Die Lidl/Aldi Produkte sind häufig ihren Preis mehr als wert, keine Frage.
Die letzten Aldi laufschuhe wurden z.b. sogar vom deutschen Entwicklungspapst für Laufschuhe "abgesegnet".
Nur geschicktes Marketing oder einfach gute Qualität...?

Die Discounterprodukte bedienen sicherlich nicht den Snobeffekt mancher Konsumenten, haben nicht die "Exklusivität" von Markenprodukten.

Aber die Bike Produkte z.b. sprechen auch nicht in erster Linie diejenigen an deren einizges Hobby Biken ist, die im Jahr tausende von km mit dem Rad unterwegs sind...

Ich hab die Lidl Bike Regenjacke vom letzten mal, bin sehr zufrieden damit, Alpenüberquerungen und stundenlange Touren im Starkregen habe ich damit keine vor.
Sie passt, ist dicht, sieht dabei nichtmal schlecht aus. was will man mehr?

Die Unterhemden sind spitze, auch wenn manche meinen sie seien zu dick.
Ich fahre sie z.b. mit einem dünnen Odlo Trikot auch bei 38 Grad (vor 2 wochen).
Einen eklatanten Unterschied zu meinem Adidas techfit Hemd habe ich nicht festgestellt, obwohl adidas natürlich irgendwie schöner klingt...

Sie kleine Pumpe hab ich mir auch gekauft, hergliehen und bekam sie mit abgebrochenem Manometer wieder zurück...
Was nicht zwingend an der Qualität der Pumpe lag.

Gespeicherte Dateneinträge:
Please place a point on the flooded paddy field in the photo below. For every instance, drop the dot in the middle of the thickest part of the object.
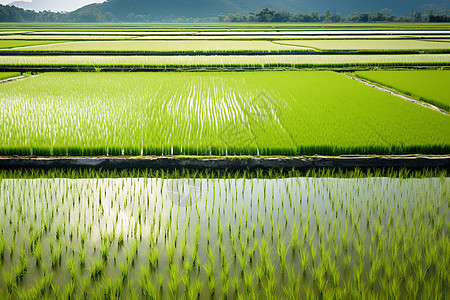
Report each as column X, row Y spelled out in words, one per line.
column 232, row 235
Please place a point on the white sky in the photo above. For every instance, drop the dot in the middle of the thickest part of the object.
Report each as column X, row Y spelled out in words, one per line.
column 55, row 5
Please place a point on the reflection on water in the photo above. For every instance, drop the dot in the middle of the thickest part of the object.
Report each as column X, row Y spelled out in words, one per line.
column 263, row 237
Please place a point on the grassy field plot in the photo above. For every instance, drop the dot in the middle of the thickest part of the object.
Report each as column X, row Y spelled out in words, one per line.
column 365, row 44
column 168, row 46
column 127, row 27
column 431, row 86
column 229, row 61
column 64, row 37
column 265, row 113
column 7, row 44
column 7, row 75
column 233, row 236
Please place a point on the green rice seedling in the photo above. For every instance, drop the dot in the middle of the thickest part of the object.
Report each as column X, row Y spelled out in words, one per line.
column 111, row 288
column 72, row 269
column 282, row 251
column 97, row 269
column 120, row 239
column 153, row 258
column 37, row 253
column 174, row 280
column 197, row 289
column 22, row 269
column 294, row 238
column 171, row 254
column 9, row 280
column 69, row 290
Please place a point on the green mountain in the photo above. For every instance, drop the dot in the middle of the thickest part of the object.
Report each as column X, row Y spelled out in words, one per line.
column 173, row 9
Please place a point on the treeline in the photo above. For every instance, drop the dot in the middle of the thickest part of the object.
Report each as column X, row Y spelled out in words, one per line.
column 15, row 14
column 385, row 15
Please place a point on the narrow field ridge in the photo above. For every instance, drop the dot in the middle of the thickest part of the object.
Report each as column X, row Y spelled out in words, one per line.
column 427, row 105
column 120, row 163
column 12, row 79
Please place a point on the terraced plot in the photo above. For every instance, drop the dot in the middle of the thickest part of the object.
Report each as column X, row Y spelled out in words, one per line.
column 168, row 46
column 265, row 113
column 231, row 61
column 365, row 44
column 430, row 86
column 5, row 44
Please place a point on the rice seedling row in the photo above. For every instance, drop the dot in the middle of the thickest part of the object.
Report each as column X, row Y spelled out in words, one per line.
column 231, row 61
column 208, row 236
column 7, row 44
column 258, row 113
column 369, row 44
column 6, row 75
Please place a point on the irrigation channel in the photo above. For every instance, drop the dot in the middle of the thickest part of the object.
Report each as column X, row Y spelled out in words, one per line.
column 381, row 88
column 296, row 237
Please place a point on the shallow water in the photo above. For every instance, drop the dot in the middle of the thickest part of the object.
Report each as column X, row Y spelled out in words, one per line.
column 384, row 217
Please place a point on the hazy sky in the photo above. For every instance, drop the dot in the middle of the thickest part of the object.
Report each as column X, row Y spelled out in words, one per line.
column 54, row 5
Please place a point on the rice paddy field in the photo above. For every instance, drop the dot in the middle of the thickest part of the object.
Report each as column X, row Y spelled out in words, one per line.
column 160, row 235
column 430, row 86
column 214, row 233
column 290, row 113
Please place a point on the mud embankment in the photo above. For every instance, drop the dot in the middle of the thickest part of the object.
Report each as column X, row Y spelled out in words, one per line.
column 119, row 163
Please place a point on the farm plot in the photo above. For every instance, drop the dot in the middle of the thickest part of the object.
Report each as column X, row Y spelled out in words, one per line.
column 5, row 44
column 259, row 113
column 168, row 46
column 7, row 75
column 228, row 61
column 64, row 37
column 365, row 44
column 430, row 86
column 214, row 237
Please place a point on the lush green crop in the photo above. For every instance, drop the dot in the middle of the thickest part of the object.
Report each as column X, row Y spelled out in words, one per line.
column 63, row 37
column 7, row 75
column 168, row 46
column 265, row 113
column 13, row 44
column 155, row 237
column 367, row 44
column 231, row 61
column 430, row 86
column 124, row 27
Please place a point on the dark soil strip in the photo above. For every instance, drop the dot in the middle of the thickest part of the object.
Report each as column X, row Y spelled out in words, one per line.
column 211, row 69
column 120, row 163
column 211, row 53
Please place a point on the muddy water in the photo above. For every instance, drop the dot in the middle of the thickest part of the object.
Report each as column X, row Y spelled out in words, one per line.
column 161, row 214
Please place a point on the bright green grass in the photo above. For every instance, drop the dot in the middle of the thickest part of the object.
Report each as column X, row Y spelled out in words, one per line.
column 210, row 238
column 63, row 37
column 263, row 61
column 265, row 113
column 406, row 44
column 167, row 46
column 431, row 86
column 5, row 44
column 8, row 75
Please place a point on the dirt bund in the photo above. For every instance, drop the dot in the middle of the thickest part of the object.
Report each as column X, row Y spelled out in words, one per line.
column 120, row 163
column 214, row 53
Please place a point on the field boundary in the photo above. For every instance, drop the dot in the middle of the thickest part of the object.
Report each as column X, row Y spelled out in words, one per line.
column 205, row 68
column 13, row 52
column 11, row 79
column 120, row 163
column 398, row 94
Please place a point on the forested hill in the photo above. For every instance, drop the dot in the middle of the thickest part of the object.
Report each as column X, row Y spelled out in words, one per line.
column 172, row 9
column 239, row 11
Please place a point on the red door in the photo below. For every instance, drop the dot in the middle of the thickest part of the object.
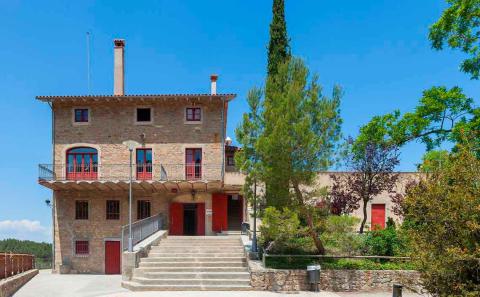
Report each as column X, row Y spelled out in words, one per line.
column 378, row 216
column 201, row 219
column 176, row 219
column 219, row 212
column 112, row 257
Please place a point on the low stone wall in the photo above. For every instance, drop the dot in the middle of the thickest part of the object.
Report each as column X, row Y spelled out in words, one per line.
column 11, row 284
column 334, row 280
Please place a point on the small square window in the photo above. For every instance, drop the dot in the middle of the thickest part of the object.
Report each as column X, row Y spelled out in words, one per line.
column 113, row 210
column 81, row 247
column 144, row 115
column 81, row 210
column 194, row 114
column 81, row 115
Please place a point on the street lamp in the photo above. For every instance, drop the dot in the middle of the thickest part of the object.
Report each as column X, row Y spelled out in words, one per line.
column 131, row 144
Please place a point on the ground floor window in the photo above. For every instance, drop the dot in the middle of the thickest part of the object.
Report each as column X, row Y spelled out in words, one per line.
column 113, row 209
column 81, row 247
column 143, row 209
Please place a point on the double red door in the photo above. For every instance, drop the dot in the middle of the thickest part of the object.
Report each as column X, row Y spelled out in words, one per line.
column 177, row 219
column 112, row 257
column 378, row 216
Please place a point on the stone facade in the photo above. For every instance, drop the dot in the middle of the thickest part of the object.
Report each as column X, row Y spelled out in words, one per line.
column 168, row 135
column 336, row 280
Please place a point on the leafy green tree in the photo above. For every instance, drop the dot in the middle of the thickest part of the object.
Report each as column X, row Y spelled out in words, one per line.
column 278, row 53
column 433, row 160
column 442, row 115
column 278, row 48
column 459, row 28
column 302, row 128
column 371, row 163
column 442, row 219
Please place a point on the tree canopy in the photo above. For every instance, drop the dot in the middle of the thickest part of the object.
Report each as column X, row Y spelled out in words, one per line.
column 459, row 28
column 441, row 115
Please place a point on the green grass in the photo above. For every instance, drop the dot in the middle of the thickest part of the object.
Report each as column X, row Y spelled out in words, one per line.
column 340, row 264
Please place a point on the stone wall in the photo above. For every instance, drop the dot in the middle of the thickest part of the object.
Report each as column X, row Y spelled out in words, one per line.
column 168, row 135
column 335, row 280
column 11, row 284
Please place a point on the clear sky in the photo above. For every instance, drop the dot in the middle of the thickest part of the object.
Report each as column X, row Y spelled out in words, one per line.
column 377, row 50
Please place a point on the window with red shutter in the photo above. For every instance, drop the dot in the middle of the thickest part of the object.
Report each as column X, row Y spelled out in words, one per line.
column 81, row 247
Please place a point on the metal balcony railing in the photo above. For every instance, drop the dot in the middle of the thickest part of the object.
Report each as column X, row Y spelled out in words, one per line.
column 121, row 172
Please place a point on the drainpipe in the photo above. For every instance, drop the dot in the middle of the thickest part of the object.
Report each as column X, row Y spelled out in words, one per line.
column 223, row 139
column 53, row 194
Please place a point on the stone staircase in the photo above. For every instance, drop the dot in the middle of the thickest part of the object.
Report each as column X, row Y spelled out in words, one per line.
column 193, row 263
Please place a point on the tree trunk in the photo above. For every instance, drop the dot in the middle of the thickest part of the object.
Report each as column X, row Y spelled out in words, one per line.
column 364, row 220
column 311, row 227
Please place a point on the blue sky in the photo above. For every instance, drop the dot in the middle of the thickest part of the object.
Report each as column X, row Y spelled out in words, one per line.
column 377, row 50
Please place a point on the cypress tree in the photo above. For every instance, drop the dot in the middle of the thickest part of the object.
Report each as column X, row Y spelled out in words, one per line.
column 278, row 48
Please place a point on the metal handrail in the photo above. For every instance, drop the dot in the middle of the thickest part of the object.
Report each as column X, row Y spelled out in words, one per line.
column 121, row 172
column 142, row 229
column 12, row 264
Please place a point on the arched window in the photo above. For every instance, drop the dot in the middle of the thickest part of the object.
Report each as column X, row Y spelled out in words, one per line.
column 82, row 163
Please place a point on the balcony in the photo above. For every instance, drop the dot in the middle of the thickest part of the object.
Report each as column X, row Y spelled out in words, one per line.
column 167, row 177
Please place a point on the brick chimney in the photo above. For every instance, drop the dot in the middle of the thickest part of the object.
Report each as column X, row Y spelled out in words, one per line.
column 213, row 79
column 118, row 67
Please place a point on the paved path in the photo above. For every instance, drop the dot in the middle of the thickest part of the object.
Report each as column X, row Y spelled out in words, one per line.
column 46, row 284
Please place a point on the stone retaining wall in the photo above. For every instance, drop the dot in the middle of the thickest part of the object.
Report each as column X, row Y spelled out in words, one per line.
column 334, row 280
column 11, row 284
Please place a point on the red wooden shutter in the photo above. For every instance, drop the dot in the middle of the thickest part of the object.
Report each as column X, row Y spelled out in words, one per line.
column 201, row 219
column 112, row 257
column 176, row 219
column 378, row 216
column 219, row 212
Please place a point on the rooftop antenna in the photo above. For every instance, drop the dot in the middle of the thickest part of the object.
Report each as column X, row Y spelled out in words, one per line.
column 88, row 63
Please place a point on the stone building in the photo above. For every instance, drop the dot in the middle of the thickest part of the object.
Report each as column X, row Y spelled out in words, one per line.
column 182, row 171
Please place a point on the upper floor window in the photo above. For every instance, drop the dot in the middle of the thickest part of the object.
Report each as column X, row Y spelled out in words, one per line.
column 81, row 210
column 113, row 209
column 82, row 163
column 193, row 114
column 193, row 163
column 81, row 115
column 143, row 209
column 230, row 160
column 81, row 247
column 144, row 163
column 143, row 115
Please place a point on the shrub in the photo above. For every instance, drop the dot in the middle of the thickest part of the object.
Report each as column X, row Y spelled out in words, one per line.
column 386, row 242
column 340, row 237
column 282, row 233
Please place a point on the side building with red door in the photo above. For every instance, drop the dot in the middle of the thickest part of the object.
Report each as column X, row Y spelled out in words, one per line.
column 177, row 168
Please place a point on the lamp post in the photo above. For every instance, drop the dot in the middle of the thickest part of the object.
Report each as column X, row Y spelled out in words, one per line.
column 131, row 144
column 254, row 238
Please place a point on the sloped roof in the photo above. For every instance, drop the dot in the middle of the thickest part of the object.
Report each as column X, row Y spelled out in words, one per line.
column 133, row 97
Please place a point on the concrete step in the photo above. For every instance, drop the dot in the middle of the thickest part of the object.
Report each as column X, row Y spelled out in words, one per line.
column 206, row 245
column 190, row 259
column 195, row 275
column 196, row 248
column 193, row 255
column 134, row 286
column 183, row 268
column 188, row 281
column 192, row 264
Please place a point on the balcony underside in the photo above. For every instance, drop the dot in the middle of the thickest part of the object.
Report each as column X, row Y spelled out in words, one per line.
column 137, row 185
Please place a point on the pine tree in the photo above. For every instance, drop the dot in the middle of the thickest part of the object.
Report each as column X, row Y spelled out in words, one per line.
column 278, row 48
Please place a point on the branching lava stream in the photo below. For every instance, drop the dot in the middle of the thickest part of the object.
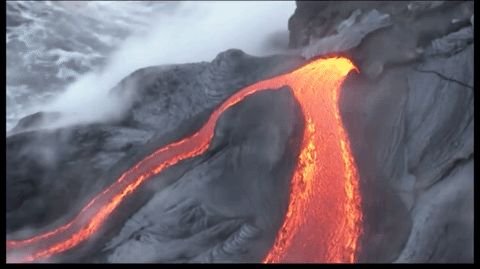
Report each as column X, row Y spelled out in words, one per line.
column 323, row 220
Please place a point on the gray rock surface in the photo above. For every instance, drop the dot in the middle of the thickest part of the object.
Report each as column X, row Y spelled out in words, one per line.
column 52, row 173
column 410, row 118
column 409, row 115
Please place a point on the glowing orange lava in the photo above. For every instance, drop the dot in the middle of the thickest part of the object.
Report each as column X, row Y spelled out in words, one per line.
column 323, row 220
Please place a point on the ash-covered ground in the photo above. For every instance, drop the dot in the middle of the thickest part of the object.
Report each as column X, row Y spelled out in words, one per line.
column 409, row 115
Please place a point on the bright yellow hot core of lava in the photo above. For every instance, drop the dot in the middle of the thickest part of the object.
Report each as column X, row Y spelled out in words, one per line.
column 323, row 220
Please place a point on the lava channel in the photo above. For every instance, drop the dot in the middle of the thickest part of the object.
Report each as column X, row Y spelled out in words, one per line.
column 323, row 219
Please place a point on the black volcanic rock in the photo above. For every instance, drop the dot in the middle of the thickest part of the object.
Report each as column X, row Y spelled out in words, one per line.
column 409, row 114
column 52, row 173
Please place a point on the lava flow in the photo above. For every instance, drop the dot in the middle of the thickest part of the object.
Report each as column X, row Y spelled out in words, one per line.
column 323, row 220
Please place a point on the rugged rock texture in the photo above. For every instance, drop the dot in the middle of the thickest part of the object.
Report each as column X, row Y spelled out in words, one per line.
column 410, row 118
column 409, row 114
column 51, row 174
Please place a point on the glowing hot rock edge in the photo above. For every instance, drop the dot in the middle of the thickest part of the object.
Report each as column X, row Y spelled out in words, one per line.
column 323, row 219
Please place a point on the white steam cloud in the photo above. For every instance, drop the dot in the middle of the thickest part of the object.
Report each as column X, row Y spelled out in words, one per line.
column 193, row 32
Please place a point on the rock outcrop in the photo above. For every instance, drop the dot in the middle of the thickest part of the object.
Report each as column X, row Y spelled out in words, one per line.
column 410, row 118
column 409, row 115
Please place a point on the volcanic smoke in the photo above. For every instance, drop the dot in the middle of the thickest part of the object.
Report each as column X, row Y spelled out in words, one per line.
column 323, row 220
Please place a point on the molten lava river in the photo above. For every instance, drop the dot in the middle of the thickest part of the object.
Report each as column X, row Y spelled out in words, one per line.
column 323, row 219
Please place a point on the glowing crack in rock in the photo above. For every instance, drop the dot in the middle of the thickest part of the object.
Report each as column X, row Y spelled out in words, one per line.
column 323, row 219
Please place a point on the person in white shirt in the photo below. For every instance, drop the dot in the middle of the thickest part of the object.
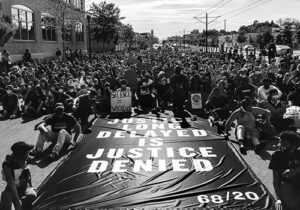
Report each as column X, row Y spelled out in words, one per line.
column 263, row 91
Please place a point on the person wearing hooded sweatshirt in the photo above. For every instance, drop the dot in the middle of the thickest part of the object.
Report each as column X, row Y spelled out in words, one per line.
column 285, row 164
column 180, row 89
column 15, row 172
column 294, row 97
column 10, row 104
column 263, row 91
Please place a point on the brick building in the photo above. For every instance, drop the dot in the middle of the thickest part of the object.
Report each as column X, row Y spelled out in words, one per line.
column 36, row 30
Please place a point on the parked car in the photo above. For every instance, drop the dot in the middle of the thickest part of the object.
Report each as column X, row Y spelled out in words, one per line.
column 283, row 50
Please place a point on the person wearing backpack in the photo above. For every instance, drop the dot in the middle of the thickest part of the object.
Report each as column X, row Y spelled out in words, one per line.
column 15, row 172
column 247, row 129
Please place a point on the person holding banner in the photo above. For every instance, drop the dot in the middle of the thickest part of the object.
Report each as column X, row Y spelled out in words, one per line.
column 62, row 125
column 180, row 89
column 83, row 107
column 145, row 96
column 124, row 86
column 163, row 92
column 246, row 130
column 285, row 164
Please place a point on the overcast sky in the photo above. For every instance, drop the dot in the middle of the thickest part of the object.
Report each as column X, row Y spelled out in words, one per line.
column 171, row 17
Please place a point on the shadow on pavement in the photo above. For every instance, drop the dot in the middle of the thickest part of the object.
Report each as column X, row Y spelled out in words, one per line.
column 43, row 161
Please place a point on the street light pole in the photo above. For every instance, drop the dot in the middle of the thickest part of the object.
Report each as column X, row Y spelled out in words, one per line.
column 90, row 41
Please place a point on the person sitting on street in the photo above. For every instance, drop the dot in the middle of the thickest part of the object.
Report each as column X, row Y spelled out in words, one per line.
column 285, row 164
column 60, row 96
column 263, row 91
column 277, row 109
column 83, row 107
column 19, row 190
column 246, row 129
column 35, row 104
column 124, row 86
column 27, row 56
column 10, row 104
column 180, row 89
column 244, row 90
column 62, row 125
column 145, row 96
column 294, row 97
column 218, row 106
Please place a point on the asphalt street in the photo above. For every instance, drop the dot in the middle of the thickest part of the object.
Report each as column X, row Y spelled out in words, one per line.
column 14, row 130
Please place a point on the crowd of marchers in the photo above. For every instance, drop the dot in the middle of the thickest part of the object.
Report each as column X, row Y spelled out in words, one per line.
column 257, row 97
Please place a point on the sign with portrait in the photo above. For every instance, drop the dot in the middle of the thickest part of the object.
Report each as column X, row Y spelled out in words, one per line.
column 196, row 100
column 121, row 101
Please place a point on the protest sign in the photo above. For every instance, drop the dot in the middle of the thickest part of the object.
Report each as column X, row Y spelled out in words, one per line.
column 196, row 100
column 146, row 163
column 121, row 101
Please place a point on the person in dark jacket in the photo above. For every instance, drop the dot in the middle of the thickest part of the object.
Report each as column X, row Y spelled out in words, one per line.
column 180, row 89
column 19, row 190
column 10, row 104
column 84, row 106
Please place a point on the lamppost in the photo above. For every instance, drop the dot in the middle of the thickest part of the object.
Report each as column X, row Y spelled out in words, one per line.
column 90, row 41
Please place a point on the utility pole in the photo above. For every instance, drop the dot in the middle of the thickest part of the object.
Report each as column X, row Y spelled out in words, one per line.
column 206, row 24
column 184, row 39
column 206, row 33
column 90, row 41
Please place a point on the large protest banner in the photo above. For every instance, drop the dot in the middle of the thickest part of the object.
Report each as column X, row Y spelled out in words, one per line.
column 121, row 101
column 151, row 163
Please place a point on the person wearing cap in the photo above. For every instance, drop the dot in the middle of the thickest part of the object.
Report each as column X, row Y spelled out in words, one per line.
column 124, row 86
column 104, row 105
column 36, row 101
column 83, row 107
column 247, row 129
column 294, row 97
column 10, row 104
column 163, row 90
column 15, row 171
column 263, row 91
column 144, row 96
column 59, row 95
column 180, row 88
column 285, row 164
column 62, row 125
column 245, row 89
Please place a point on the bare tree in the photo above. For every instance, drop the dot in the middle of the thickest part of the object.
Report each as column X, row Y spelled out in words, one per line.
column 63, row 11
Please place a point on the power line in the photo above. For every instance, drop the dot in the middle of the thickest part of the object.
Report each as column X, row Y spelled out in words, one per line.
column 245, row 9
column 250, row 9
column 210, row 8
column 236, row 10
column 221, row 5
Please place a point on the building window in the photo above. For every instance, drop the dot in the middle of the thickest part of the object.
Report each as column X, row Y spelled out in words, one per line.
column 67, row 31
column 79, row 32
column 22, row 19
column 48, row 24
column 78, row 4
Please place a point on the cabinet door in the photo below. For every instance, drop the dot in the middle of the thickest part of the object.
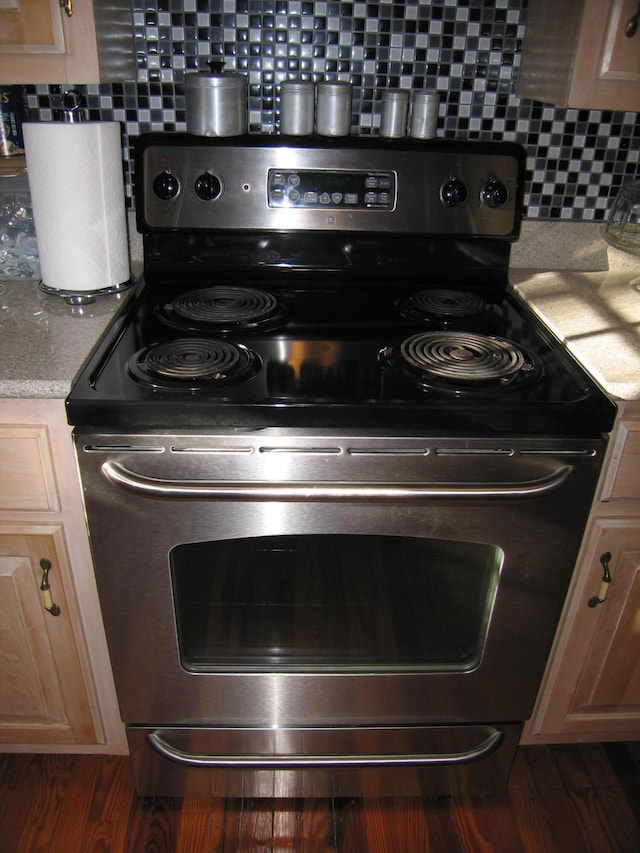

Aufgabe 1:
Schreiben Sie den Abschnitt des Beitrags über Discounterprodukte von „Ich fahre sie“ bis einschließlich „der Pumpe lag.“ wortgetreu ab.
Aufgabe 2:
Fassen Sie den Beitrag über Discounterprodukte in zwei Sätzen zusammen.

Schriftliche Antwort 1:
Ich fahre sie z.b. mit einem dünnen Odlo Trikot auch bei 38 Grad (vor 2 wochen).
Einen eklatanten Unterschied zu meinem Adidas techfit Hemd habe ich nicht festgestellt, obwohl adidas natürlich irgendwie schöner klingt...

Sie kleine Pumpe hab ich mir auch gekauft, hergliehen und bekam sie mit abgebrochenem Manometer wieder zurück...
Was nicht zwingend an der Qualität der Pumpe lag.

Schriftliche Antwort 2:
Der Beitrag hält Produkte von Lidl und Aldi häufig für ihren Preis mehr als wert, auch wenn sie nicht die Exklusivität von Markenprodukten haben und die Bike-Produkte sich nicht in erster Linie an Menschen richten, deren einziges Hobby das Biken ist. Als Beispiele werden eine passende, dichte Lidl-Regenjacke und Unterhemden genannt, bei denen kein eklatanter Unterschied zu einem Adidas-techfit-Hemd festgestellt wurde.